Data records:
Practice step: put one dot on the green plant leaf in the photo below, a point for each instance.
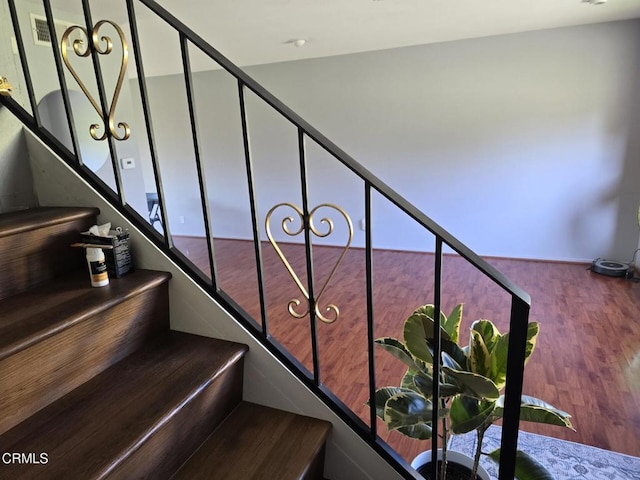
(467, 414)
(430, 311)
(407, 379)
(451, 324)
(472, 384)
(501, 350)
(455, 352)
(408, 410)
(527, 468)
(424, 384)
(398, 350)
(535, 410)
(479, 358)
(418, 330)
(490, 334)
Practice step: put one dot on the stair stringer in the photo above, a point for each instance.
(266, 380)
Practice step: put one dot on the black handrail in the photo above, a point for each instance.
(520, 299)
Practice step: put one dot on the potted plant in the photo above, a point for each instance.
(471, 379)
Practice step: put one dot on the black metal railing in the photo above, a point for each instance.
(260, 327)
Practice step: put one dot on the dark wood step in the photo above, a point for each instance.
(57, 336)
(34, 245)
(141, 418)
(257, 442)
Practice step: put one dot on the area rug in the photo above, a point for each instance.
(565, 460)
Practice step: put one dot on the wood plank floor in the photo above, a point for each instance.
(587, 360)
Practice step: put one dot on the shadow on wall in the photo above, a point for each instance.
(16, 182)
(626, 195)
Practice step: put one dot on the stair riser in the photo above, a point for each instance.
(316, 467)
(176, 440)
(47, 370)
(37, 256)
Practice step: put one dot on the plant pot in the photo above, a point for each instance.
(457, 462)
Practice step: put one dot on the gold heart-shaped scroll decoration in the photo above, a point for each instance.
(331, 309)
(83, 50)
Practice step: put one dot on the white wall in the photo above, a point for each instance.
(266, 381)
(520, 145)
(45, 81)
(16, 190)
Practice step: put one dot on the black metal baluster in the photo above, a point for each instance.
(437, 294)
(144, 97)
(309, 252)
(103, 103)
(370, 316)
(188, 81)
(61, 78)
(254, 208)
(513, 390)
(23, 61)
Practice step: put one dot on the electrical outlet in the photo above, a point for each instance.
(127, 163)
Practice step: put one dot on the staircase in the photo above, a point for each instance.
(94, 384)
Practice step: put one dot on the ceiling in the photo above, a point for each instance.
(251, 32)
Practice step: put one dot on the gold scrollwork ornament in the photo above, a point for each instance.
(286, 223)
(83, 49)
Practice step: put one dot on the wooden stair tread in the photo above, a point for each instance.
(42, 311)
(258, 442)
(92, 430)
(18, 222)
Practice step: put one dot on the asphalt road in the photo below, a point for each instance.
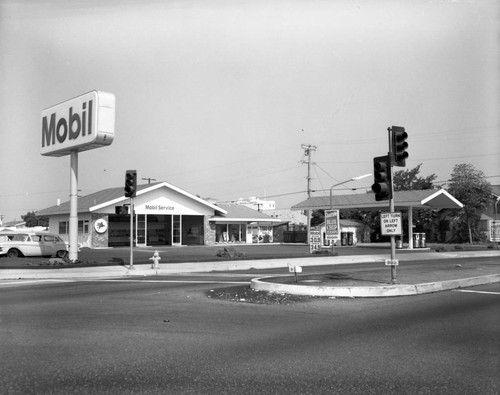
(152, 336)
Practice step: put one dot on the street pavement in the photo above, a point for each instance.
(372, 283)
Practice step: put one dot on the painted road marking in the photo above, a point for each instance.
(168, 281)
(477, 292)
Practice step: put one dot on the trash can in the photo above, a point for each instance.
(416, 240)
(399, 243)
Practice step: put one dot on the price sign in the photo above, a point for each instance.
(495, 230)
(314, 240)
(332, 222)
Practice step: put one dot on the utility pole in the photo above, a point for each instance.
(308, 150)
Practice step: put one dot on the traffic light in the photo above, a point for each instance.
(121, 210)
(382, 176)
(130, 183)
(399, 145)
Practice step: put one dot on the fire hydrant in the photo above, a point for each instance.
(156, 260)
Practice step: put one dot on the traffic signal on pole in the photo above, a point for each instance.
(130, 183)
(382, 177)
(399, 145)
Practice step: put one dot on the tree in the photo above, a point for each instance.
(33, 220)
(470, 187)
(408, 180)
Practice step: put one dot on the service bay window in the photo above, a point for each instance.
(83, 227)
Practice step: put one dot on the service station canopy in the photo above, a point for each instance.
(403, 200)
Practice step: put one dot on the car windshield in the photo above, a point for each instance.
(20, 237)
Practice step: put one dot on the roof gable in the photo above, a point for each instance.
(431, 198)
(114, 196)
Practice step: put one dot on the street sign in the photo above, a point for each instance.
(314, 240)
(391, 262)
(391, 224)
(495, 230)
(332, 221)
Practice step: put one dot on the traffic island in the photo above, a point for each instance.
(325, 286)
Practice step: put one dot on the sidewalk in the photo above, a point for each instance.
(370, 283)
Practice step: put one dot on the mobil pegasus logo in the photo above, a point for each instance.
(79, 124)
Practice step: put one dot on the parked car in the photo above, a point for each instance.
(16, 244)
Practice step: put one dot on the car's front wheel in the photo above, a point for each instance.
(14, 253)
(62, 254)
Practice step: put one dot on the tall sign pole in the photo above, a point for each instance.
(79, 124)
(130, 192)
(131, 233)
(308, 150)
(73, 207)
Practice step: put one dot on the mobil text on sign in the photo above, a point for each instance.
(391, 224)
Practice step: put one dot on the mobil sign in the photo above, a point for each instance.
(79, 124)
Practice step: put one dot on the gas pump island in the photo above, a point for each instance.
(79, 124)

EXERCISE BRIEF:
Write out exactly the lines starting with the one that holds "Practice step: put one dot on the traffic island" and running through the last line above.

SOLUTION TO THIS PROBLEM:
Practice step: put one dot on the traffic island in the photo above, a point for each instance.
(325, 286)
Practice step: put one dot on the sidewalk in the photo above, a point for each instance.
(370, 283)
Practice step: put one dot on the mobil pegasus logo in the photo above, a point for each instance.
(79, 124)
Practice step: put one dot on the parked car in the photo above, a point for each instance.
(16, 244)
Practice step: put one dot on the car's front wheel in the photo above, a point for each instance.
(14, 253)
(62, 254)
Practice step: put one dot on the tall sign pole in the photo above, a point for each instance.
(79, 124)
(130, 192)
(131, 233)
(308, 150)
(73, 207)
Practice step: put one dot on the mobil text on sign in the photo above, a point for each instance.
(391, 224)
Practice step: put one dot on the mobil sign in the photo above, a point for each instance.
(79, 124)
Practice step: put one dot on the gas pump island in the photo above, a point for each instance.
(79, 124)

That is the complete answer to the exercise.